Return every line of the entries below, except the pictures, as a JSON list of strings with one string per line and no blank lines.

.....

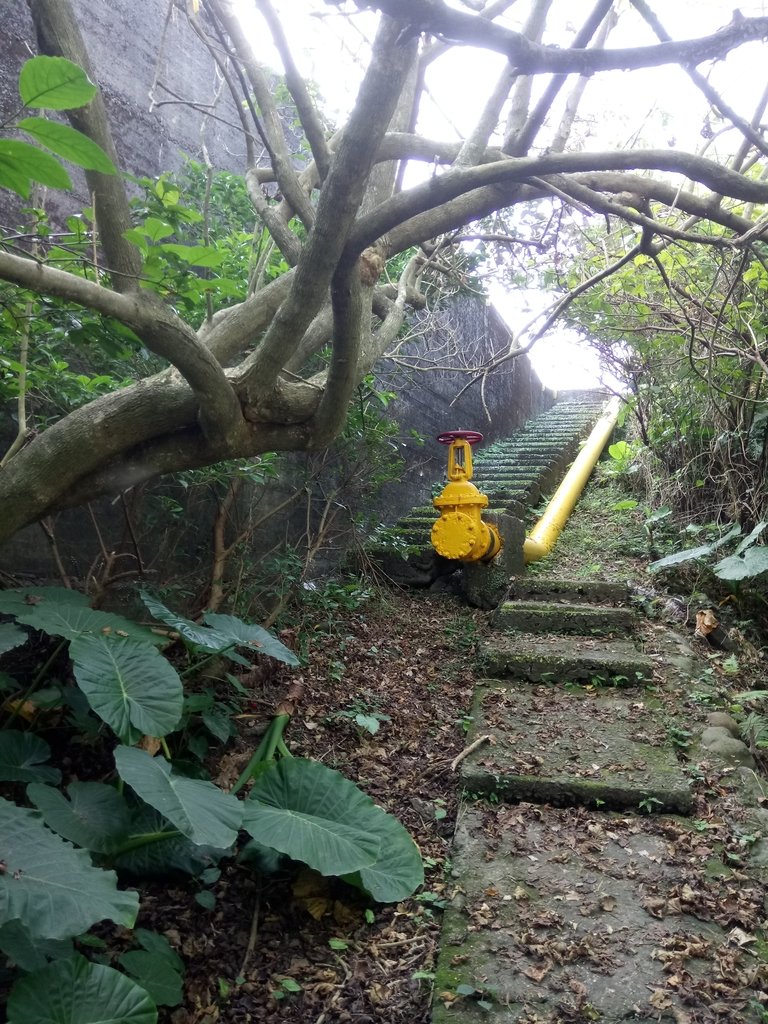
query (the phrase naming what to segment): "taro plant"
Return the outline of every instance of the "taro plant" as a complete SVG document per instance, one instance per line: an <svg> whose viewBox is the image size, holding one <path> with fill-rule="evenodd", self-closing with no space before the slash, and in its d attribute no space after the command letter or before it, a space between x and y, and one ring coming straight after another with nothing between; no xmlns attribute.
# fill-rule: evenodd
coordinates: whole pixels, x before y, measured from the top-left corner
<svg viewBox="0 0 768 1024"><path fill-rule="evenodd" d="M0 798L0 950L29 973L11 992L13 1024L156 1020L146 986L90 963L74 951L73 939L103 920L133 926L139 895L119 888L119 878L201 874L234 853L242 830L252 837L251 853L257 847L340 876L382 902L403 899L423 881L418 850L399 822L338 772L290 755L283 734L291 700L279 707L230 793L184 773L169 746L183 723L184 685L162 648L178 639L198 665L216 656L250 668L245 652L290 666L298 659L271 633L233 615L207 613L199 624L148 594L142 598L162 624L158 631L94 610L72 590L0 592L0 613L14 620L0 624L0 651L34 644L39 633L57 640L26 685L0 677L6 697L0 782L16 798ZM73 682L41 690L68 644ZM43 703L85 703L109 727L117 740L113 780L58 787L61 772L50 763L46 739L33 731ZM81 719L82 712L75 721ZM103 726L102 732L109 739ZM249 781L247 799L239 799Z"/></svg>
<svg viewBox="0 0 768 1024"><path fill-rule="evenodd" d="M759 522L757 526L743 538L733 550L732 554L719 559L712 565L712 571L724 583L738 585L744 580L753 580L768 572L768 548L759 546L763 531L768 522ZM726 547L732 541L741 536L741 528L732 526L726 534L713 541L711 544L701 544L695 548L686 548L683 551L676 551L666 558L659 558L651 562L648 566L649 572L658 572L660 569L672 568L690 561L712 561L712 556L716 551Z"/></svg>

.....

Exercise output.
[
  "query (the phrase naming what to segment): \"taro plant\"",
  "Return the outline of every instance of the \"taro plant\" as a complete SVG document per instance, one instance per line: an <svg> whose viewBox is the image size, holding one <path> with fill-rule=\"evenodd\", self-closing with no space before the slash, and in its d attribute no space after the command letter or before it, a space between x and y, and one ring coming straight after another with nothing between; no xmlns attribute.",
  "# fill-rule: evenodd",
  "coordinates: whole pixels, x before y, measured from the top-left corner",
  "<svg viewBox=\"0 0 768 1024\"><path fill-rule=\"evenodd\" d=\"M0 798L0 950L29 973L11 992L13 1024L156 1020L146 986L90 963L74 951L73 939L103 920L133 926L139 895L119 888L119 878L201 874L234 853L242 830L252 837L251 853L257 847L340 876L382 902L403 899L423 881L418 850L399 822L338 772L290 755L283 734L291 700L279 707L230 793L184 773L169 746L183 723L184 685L162 648L178 639L198 665L216 656L250 668L245 652L290 666L298 659L271 633L233 615L207 613L199 624L148 594L142 598L162 624L158 631L94 610L72 590L0 592L0 613L14 620L0 624L0 651L34 644L39 633L57 640L26 685L0 677L6 697L0 782L16 798ZM73 682L41 690L68 644ZM43 703L85 703L109 727L117 740L113 780L58 787L61 772L50 763L46 739L33 731ZM81 719L82 712L75 721ZM103 726L102 732L109 739ZM249 781L247 799L239 799Z\"/></svg>",
  "<svg viewBox=\"0 0 768 1024\"><path fill-rule=\"evenodd\" d=\"M759 522L757 526L743 538L733 550L732 554L719 559L712 565L712 571L724 583L738 585L744 580L753 580L768 572L768 548L759 546L763 531L768 522ZM726 547L732 541L741 536L741 528L732 526L726 534L713 541L711 544L701 544L695 548L686 548L683 551L676 551L666 558L659 558L651 562L648 566L649 572L658 572L660 569L672 568L690 561L712 561L712 556L716 551Z\"/></svg>"
]